— begin PROVIDED TEXT —

Leon RedboneWednesday, June 24, 2020
Leon Redbone (born Dickran Gobalian, August 26, 1949 – May 30, 2019) was an American singer-songwriter and musician specializing in jazz, blues, and Tin Pan Alley classics.
Recognized by his Panama hat, dark sunglasses, and black tie, Redbone was born in Cyprus of Armenian ancestry and first appeared on stage in Toronto, Canada, in the early 1970s. He also appeared on film and television in acting and voice-over roles.
In concert Redbone often employed comedy and demonstrated his skill in guitar playing. Recurrent gags involved the influence of alcohol and claiming to have written works originating well before he was born – Redbone favored material from the Tin Pan Alley era, circa 1890 to 1910. He sang the theme to the 1980s television series Mr. Belvedere and released eighteen albums.

— end PROVIDED TEXT —
— begin GIVEN INFORMATION —

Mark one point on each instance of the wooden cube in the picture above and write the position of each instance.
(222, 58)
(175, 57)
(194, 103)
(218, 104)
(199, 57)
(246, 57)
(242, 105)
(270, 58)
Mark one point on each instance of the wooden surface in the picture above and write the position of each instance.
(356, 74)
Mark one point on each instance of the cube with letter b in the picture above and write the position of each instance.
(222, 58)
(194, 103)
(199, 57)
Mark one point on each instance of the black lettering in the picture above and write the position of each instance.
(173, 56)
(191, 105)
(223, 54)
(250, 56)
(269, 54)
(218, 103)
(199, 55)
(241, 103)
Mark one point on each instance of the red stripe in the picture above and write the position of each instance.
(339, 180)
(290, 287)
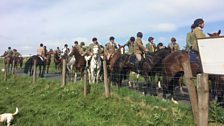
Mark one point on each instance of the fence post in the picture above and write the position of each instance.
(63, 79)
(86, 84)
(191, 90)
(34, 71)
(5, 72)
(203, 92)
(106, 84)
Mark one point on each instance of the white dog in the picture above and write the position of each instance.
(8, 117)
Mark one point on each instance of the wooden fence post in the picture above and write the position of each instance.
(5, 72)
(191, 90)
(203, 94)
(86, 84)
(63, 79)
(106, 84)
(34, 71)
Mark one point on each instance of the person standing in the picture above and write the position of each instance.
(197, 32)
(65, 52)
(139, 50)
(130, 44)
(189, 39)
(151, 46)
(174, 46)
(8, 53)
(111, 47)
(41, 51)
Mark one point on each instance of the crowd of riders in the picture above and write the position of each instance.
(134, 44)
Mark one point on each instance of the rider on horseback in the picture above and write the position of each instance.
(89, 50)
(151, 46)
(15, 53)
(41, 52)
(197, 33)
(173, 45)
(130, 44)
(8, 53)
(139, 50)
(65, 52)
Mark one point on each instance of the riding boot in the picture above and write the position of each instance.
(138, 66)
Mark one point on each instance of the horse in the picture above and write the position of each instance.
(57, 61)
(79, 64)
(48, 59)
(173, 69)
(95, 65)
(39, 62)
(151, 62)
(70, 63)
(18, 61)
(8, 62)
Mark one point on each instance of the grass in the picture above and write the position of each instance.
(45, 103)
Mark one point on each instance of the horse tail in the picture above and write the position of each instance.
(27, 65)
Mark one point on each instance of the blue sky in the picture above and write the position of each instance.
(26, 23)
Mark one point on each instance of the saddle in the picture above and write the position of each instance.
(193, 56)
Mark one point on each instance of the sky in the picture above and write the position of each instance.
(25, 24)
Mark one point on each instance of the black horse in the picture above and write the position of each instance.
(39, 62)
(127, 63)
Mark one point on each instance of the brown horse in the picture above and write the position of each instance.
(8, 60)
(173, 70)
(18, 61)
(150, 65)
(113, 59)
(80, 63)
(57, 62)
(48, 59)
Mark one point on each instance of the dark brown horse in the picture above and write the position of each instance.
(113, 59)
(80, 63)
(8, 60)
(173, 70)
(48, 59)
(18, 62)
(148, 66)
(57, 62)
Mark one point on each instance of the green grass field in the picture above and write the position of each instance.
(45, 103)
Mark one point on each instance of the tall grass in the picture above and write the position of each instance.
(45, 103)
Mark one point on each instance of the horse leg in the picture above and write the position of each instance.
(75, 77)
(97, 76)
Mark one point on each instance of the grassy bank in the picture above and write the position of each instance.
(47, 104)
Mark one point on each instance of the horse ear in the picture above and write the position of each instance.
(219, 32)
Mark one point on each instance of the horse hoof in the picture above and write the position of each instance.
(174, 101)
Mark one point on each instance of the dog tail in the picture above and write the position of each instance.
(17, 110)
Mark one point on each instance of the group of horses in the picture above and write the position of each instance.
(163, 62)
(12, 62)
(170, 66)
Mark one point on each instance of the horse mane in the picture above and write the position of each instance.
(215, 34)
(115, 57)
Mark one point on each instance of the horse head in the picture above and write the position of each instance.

— end GIVEN INFORMATION —

§ **REQUIREMENTS**
Can you reproduce the full passage on Leon Redbone word for word? These items have no connection to the passage on Leon Redbone.

§ **RESULT**
Leon RedboneWednesday, June 24, 2020
Leon Redbone (born Dickran Gobalian, August 26, 1949 – May 30, 2019) was an American singer-songwriter and musician specializing in jazz, blues, and Tin Pan Alley classics.
Recognized by his Panama hat, dark sunglasses, and black tie, Redbone was born in Cyprus of Armenian ancestry and first appeared on stage in Toronto, Canada, in the early 1970s. He also appeared on film and television in acting and voice-over roles.
In concert Redbone often employed comedy and demonstrated his skill in guitar playing. Recurrent gags involved the influence of alcohol and claiming to have written works originating well before he was born – Redbone favored material from the Tin Pan Alley era, circa 1890 to 1910. He sang the theme to the 1980s television series Mr. Belvedere and released eighteen albums.